__Request__. Return, word for word, every line of the material below from its first line through the line that contains "negative clicks: (224, 50)", including that line.

__Exercise data__.
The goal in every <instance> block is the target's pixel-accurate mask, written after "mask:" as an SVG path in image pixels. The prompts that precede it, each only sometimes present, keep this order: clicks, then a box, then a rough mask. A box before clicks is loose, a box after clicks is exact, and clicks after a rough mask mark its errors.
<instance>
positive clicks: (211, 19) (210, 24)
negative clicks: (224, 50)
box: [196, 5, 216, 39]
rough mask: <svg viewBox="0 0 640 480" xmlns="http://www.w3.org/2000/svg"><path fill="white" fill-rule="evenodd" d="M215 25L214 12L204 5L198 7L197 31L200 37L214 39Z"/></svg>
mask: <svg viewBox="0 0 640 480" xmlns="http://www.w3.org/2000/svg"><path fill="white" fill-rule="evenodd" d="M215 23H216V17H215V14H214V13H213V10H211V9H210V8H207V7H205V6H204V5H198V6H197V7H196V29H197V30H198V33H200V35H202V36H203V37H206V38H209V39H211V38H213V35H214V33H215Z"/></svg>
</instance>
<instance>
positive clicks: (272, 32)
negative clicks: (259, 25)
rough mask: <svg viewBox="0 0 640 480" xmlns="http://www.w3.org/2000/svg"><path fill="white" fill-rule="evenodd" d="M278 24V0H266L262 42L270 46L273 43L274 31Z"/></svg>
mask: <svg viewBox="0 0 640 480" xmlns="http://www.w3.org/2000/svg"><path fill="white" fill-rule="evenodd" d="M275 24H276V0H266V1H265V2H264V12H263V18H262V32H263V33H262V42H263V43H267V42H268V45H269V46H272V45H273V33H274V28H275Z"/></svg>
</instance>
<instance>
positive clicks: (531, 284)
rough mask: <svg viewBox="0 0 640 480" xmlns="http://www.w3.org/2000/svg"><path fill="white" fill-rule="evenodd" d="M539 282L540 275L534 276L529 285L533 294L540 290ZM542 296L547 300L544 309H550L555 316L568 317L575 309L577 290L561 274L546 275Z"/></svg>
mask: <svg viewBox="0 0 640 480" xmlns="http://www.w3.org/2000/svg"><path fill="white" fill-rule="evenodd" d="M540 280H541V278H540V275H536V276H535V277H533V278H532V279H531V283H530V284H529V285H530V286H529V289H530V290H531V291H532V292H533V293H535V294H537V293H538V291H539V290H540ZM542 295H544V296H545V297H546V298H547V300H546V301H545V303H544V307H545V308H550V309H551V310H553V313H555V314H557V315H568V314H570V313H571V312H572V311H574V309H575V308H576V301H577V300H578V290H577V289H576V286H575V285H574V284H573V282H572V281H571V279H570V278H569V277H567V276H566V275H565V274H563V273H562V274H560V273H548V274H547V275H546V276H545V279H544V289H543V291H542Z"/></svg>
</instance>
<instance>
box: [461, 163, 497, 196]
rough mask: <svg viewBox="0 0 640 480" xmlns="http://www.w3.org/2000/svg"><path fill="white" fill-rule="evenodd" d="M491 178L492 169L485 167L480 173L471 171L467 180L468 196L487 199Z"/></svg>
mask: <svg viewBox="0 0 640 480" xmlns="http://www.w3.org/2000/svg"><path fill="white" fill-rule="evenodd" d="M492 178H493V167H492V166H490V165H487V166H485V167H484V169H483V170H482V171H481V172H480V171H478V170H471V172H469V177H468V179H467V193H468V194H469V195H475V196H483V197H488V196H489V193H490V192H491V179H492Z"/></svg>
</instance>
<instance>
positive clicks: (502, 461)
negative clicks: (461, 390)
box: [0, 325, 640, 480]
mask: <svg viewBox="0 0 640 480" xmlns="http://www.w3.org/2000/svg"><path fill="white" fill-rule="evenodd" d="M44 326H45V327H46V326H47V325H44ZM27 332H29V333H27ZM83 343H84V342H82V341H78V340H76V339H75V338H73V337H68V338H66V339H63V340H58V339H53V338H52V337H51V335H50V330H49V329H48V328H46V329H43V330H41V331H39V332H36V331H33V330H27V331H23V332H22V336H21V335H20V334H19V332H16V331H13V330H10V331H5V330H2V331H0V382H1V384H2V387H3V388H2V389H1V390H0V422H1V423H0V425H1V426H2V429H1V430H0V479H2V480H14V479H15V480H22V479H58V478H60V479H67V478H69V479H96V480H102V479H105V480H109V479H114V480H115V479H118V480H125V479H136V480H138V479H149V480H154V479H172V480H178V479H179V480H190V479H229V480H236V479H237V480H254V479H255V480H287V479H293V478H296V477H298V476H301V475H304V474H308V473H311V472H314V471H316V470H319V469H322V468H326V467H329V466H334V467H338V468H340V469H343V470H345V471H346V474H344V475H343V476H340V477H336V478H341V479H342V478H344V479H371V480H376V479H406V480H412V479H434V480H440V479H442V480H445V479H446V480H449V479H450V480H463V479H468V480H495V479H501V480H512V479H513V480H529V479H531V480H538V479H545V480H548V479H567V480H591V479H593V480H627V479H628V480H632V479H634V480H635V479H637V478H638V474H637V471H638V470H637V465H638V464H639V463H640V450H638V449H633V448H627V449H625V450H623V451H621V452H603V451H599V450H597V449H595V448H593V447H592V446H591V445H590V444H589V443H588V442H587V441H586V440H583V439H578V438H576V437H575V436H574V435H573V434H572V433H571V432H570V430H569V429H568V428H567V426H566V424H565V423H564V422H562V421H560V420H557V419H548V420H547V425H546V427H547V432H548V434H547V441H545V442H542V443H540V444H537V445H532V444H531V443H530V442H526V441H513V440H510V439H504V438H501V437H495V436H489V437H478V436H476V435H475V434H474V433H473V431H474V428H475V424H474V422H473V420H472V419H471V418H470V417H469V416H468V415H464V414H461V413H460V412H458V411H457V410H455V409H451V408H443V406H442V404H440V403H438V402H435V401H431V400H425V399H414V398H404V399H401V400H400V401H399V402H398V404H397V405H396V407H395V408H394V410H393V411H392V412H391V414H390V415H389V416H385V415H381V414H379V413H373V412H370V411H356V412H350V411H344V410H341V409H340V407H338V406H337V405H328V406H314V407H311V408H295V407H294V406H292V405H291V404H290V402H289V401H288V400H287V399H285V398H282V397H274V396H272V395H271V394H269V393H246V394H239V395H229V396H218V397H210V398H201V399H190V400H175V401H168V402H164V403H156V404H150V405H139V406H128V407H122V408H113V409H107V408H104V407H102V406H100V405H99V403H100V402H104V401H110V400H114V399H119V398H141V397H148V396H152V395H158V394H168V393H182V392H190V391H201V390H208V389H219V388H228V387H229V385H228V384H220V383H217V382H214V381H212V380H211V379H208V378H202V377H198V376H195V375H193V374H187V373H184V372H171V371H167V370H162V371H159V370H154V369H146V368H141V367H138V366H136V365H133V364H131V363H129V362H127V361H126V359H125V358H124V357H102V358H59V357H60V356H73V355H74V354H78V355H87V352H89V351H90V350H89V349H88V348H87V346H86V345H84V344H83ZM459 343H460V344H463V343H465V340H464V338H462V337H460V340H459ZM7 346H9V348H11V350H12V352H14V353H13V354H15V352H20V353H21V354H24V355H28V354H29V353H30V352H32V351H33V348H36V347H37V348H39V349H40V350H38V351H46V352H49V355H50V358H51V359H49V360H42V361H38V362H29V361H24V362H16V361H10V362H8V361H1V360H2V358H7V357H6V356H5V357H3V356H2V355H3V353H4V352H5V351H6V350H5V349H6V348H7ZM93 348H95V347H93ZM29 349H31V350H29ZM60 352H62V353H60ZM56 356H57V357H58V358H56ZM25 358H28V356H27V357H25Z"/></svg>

__Answer space__.
The goal in every <instance> block is the target's pixel-accurate mask, written after "mask:" as an SVG path in image pixels. The prompts that precede it, each only sometimes present, keep this order: clicks, then a box, then a rough mask. A box before clicks is loose, a box after clicks is exact, and clicks after a rough mask mark its errors.
<instance>
positive clicks: (211, 19) (210, 24)
negative clicks: (224, 50)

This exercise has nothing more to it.